- The task
Reproduce word for word the lines between those holding "pink nose, written" and "Target: small dog's folded ear", inclusive, and nothing else from the data below.
··· Available data ···
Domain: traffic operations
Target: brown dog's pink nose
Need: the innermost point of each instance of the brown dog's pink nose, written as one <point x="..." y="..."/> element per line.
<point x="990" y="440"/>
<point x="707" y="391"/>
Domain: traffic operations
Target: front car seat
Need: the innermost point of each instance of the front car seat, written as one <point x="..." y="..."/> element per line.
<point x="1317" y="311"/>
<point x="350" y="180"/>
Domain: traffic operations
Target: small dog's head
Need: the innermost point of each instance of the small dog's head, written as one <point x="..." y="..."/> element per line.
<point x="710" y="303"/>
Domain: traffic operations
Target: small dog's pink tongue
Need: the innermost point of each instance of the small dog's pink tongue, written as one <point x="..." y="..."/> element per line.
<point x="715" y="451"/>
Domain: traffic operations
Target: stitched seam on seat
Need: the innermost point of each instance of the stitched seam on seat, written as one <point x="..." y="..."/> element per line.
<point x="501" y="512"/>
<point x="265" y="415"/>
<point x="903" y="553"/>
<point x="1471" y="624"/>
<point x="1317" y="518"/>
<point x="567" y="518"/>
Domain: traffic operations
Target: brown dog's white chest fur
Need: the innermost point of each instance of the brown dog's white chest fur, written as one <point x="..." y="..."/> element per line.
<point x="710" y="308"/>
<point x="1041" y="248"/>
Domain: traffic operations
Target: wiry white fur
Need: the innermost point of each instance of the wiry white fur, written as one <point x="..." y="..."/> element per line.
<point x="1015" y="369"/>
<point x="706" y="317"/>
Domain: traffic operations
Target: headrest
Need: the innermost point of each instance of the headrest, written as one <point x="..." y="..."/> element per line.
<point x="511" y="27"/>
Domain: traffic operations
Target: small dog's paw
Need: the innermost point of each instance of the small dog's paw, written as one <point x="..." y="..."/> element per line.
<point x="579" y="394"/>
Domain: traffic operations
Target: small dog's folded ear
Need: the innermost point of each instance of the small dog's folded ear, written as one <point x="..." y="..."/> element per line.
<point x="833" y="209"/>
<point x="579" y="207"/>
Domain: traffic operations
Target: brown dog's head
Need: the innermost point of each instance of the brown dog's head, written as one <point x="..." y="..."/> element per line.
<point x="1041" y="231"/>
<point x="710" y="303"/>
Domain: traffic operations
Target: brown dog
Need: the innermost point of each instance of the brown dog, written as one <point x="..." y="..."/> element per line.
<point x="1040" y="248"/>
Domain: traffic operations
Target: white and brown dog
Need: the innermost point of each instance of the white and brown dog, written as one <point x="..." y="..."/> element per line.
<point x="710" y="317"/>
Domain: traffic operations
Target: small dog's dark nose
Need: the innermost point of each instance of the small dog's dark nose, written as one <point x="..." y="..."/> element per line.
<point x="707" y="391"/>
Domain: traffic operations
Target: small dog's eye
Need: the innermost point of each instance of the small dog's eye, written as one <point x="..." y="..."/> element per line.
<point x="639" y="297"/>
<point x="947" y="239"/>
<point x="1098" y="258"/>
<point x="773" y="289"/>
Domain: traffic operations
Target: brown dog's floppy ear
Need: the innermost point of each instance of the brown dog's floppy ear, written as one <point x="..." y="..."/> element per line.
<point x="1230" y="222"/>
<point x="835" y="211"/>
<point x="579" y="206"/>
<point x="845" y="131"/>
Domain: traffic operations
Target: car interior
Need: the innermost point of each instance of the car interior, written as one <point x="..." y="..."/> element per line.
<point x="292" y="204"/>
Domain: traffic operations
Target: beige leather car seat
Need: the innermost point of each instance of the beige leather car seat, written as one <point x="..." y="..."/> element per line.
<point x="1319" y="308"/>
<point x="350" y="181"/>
···
- Task answer
Need: the innermost point of each instance of the brown dog's pink nose, written as one <point x="..." y="..."/> element per line.
<point x="990" y="440"/>
<point x="707" y="391"/>
Domain: traffic operations
Target: front car seat
Need: the innermost point of each instance of the front car seat, written as one <point x="..." y="..."/> element per line.
<point x="1317" y="311"/>
<point x="350" y="180"/>
Domain: traffic operations
Target: small dog's head
Need: the innermost point of each instance of the small dog's head, written as one <point x="..." y="..."/> element per line.
<point x="710" y="303"/>
Domain: traffic operations
Target: small dog's pink tongue
Need: the innermost point of each instance of the small dog's pink tongue, written as one <point x="..." y="..."/> element per line.
<point x="715" y="451"/>
Domain: traffic operations
Target: stitched seam on seat
Need: the innermost point of each instance of the stitched seam on seat, written as one <point x="..." y="..."/> element per line.
<point x="501" y="512"/>
<point x="265" y="415"/>
<point x="903" y="553"/>
<point x="1471" y="624"/>
<point x="1317" y="518"/>
<point x="567" y="518"/>
Domain: traffic operations
Target: brown dog's white chest fur
Need: the innermost point of each instance of the brown dog's white chest fur, written as one <point x="..." y="..."/> element per line.
<point x="710" y="308"/>
<point x="1041" y="248"/>
Domain: traffic operations
Target: wiry white fur
Need: the innermost point of each instance of the wiry white fur, written as one <point x="..." y="..."/> element per line.
<point x="1015" y="369"/>
<point x="706" y="317"/>
Domain: traffic operations
Target: headrest
Need: the innermost point of each instance of the headrest, written as one <point x="..." y="..."/> element per line.
<point x="511" y="27"/>
Domain: traffic operations
Target: small dog's paw
Need: the innermost point of each instance of the small dog's paw, written as one <point x="..." y="..."/> element per line.
<point x="579" y="394"/>
Domain: traffic operations
Target: small dog's folded ear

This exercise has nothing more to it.